## Records to use
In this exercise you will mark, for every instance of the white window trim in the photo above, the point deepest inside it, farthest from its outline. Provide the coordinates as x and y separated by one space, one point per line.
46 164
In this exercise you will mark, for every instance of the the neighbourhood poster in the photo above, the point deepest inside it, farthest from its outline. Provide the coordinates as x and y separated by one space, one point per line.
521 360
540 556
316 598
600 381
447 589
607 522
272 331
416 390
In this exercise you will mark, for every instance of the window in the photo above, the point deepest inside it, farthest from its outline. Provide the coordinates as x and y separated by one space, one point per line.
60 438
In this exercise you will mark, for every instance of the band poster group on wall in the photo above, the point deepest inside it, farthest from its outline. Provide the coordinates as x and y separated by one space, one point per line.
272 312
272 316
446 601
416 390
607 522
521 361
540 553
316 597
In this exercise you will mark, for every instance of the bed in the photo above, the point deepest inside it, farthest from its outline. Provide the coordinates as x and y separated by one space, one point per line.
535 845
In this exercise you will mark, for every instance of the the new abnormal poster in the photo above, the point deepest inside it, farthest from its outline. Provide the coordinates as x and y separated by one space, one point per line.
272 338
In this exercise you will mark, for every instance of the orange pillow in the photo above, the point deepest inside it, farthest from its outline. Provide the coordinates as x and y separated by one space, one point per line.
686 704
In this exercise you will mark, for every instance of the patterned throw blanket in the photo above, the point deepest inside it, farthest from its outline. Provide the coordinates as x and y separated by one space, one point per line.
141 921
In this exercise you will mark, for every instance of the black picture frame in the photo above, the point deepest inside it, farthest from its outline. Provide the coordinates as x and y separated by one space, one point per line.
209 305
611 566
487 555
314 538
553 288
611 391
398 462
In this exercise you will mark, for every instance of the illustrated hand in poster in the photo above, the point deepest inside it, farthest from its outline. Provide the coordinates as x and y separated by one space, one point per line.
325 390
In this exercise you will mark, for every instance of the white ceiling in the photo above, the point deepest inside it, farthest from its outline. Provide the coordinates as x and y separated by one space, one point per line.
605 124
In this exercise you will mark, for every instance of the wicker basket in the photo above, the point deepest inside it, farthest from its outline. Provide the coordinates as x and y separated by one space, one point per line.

## Task instructions
Each record above must be transcribed exactly, and none may be skipped.

## Your solution
In this exercise you will mark, for every instance of the white window trim in the photo above, the point deepest inside it, farthest from its outline. Provide the coordinates as x and y separated by one space, one point per line.
46 164
In this exercise you will mark, for every instance of the the neighbourhood poster in the photo above, the point deepest inside it, farthest from its outline. Provide the coordinates as x and y separated by one space, one point per line.
521 360
540 556
316 598
600 381
447 589
607 522
272 331
416 390
In this exercise you will mark, for every instance of the window in the photo above, the point deepest inside it, farthest from its outline. Provide the coordinates as x and y separated by one space, one point per line.
60 438
In this exercise you will mark, for every instance of the band poster group on wall in the photo above, the point deepest inside it, farthest from its outline. Provide the coordinates as x and y separated by one space, one point per line.
272 312
272 316
446 601
416 390
607 522
521 361
540 553
316 597
In this exercise you will mark, for every instance of the bed in the photo above, the point deepest inside it, farthest from its outline. Provide the coordinates as x and y separated by one space, one point per line.
535 845
In this exercise you will mark, for every instance of the the new abnormal poster in the photo above, the point deepest inside it, farthest from its outline. Provide the coordinates as x and y separated by one space, one point per line.
272 338
In this exercise you will mark, for every instance of the orange pillow in the photo above, the point deepest inside it, farthest from its outline. Provide the coordinates as x and y separated by one space, one point per line.
686 704
In this exercise you will mark, for every instance of the patterned throw blanket in the photo above, the point deepest inside it, farthest from its outline. Provide the coordinates as x and y separated by one space, one point per line.
141 921
In this exercise you will mark, for every instance of the black picture frame in the photo above, the point deepest inside it, farthest from its outline. Provide the coordinates as x and y separated by one space, one point per line.
209 305
611 566
487 555
314 538
553 288
611 391
398 462
In this exercise you will mark, for every instance of the illustrated hand in poster in the photo above, the point deepest inside it, farthest from its outline. Provide the coordinates as x and y separated by one space, one point per line.
325 390
In this exercise you will mark, for every instance of the white ceiling in the photo above, the point deepest inside it, farthest from its outline. Provide the coordinates as x and y separated by one space, one point per line.
605 124
In this exercise you will mark, for every instance of the wicker basket in the photo above, the point deepest inside it, farthest from its outline. Provide the coordinates as x and y separated by one space, one point per line.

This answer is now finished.